Task directions:
Pick out each line in the records below that contains the word "apron" and copy those lines in full. Only count matches with the same upper and lower case.

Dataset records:
----

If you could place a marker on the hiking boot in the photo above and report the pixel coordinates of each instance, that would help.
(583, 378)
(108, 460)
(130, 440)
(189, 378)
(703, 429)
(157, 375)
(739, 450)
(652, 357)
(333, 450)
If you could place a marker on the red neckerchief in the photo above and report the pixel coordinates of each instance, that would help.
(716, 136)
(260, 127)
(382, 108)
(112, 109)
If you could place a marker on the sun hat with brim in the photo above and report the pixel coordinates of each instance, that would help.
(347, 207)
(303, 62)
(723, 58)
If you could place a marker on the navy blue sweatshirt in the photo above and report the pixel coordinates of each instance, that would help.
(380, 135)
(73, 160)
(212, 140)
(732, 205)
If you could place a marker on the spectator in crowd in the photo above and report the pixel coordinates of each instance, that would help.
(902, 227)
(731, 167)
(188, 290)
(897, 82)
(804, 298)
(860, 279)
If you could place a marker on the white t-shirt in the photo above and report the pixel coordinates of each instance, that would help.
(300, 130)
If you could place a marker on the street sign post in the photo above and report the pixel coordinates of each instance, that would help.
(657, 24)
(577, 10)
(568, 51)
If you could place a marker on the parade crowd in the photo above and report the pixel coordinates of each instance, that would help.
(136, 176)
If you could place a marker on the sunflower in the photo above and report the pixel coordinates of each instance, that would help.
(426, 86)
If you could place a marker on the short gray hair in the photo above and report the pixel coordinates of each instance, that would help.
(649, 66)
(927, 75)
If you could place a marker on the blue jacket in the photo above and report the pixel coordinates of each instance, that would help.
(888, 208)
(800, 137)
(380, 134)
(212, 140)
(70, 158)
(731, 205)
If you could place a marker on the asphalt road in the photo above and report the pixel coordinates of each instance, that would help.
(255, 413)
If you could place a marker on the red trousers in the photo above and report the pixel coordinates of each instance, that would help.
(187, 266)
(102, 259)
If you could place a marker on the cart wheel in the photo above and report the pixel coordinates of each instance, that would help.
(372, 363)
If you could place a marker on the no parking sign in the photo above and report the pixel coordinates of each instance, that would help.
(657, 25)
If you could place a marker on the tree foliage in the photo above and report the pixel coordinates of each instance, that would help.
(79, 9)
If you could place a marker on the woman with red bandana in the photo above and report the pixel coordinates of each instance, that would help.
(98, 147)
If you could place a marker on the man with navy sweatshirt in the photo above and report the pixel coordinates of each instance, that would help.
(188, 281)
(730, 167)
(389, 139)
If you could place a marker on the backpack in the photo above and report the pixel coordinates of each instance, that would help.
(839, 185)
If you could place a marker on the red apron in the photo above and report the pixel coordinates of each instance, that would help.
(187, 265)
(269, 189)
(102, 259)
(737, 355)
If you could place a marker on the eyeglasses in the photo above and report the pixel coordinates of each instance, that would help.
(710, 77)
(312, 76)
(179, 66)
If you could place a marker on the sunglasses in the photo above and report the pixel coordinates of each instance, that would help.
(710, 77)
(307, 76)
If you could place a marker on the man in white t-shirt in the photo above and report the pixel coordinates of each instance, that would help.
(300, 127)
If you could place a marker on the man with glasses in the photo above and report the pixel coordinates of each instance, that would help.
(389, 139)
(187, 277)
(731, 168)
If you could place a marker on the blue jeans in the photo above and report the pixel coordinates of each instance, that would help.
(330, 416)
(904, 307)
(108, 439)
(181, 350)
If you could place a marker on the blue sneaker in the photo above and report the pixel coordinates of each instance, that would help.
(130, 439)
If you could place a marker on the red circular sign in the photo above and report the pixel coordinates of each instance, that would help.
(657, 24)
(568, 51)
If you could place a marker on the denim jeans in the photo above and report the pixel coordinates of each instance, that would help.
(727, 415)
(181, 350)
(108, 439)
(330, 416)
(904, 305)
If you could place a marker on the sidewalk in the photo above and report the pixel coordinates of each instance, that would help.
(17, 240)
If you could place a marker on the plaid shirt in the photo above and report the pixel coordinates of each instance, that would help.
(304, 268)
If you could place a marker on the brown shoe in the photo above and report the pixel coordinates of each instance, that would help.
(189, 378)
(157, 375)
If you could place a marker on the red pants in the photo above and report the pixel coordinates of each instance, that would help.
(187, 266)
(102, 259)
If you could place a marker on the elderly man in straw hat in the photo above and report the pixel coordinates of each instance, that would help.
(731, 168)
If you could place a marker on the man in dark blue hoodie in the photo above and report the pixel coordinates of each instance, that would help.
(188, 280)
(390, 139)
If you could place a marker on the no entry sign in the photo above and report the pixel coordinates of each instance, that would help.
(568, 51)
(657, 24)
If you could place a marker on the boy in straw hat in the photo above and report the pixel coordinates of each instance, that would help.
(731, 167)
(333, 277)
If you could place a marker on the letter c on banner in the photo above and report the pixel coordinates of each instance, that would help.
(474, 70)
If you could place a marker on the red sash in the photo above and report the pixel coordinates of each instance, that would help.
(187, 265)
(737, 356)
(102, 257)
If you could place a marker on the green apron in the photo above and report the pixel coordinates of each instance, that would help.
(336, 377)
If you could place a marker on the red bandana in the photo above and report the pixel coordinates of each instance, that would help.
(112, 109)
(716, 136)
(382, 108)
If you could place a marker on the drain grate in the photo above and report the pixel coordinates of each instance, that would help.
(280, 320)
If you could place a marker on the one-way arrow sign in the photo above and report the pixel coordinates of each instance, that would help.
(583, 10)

----

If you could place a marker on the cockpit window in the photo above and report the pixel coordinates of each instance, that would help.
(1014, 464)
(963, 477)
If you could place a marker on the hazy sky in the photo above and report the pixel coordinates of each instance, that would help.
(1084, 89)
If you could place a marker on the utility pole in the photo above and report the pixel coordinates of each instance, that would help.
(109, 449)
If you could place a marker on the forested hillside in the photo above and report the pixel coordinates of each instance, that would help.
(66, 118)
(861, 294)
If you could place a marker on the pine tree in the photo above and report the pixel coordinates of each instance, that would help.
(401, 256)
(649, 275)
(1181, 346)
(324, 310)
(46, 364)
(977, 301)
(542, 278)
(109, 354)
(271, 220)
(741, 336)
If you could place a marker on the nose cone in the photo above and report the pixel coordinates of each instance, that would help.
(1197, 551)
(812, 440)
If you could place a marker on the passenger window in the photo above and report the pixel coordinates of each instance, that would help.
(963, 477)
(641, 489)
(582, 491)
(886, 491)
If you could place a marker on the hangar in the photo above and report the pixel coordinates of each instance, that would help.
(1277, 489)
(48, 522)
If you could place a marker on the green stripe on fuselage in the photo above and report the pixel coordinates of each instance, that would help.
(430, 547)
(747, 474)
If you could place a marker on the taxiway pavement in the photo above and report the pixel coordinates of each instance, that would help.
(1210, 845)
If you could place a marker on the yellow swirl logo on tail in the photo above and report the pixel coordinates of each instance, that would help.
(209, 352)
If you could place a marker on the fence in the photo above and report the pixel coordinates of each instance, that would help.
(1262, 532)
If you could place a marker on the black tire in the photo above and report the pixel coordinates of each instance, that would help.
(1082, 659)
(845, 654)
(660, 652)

----

Solved problem:
If you could place a marker on the red apron in the photo above and report the pixel coordinates of each instance, that would help.
If you could place a marker on the green apron in the photo above and report the pixel coordinates of each instance, that would help.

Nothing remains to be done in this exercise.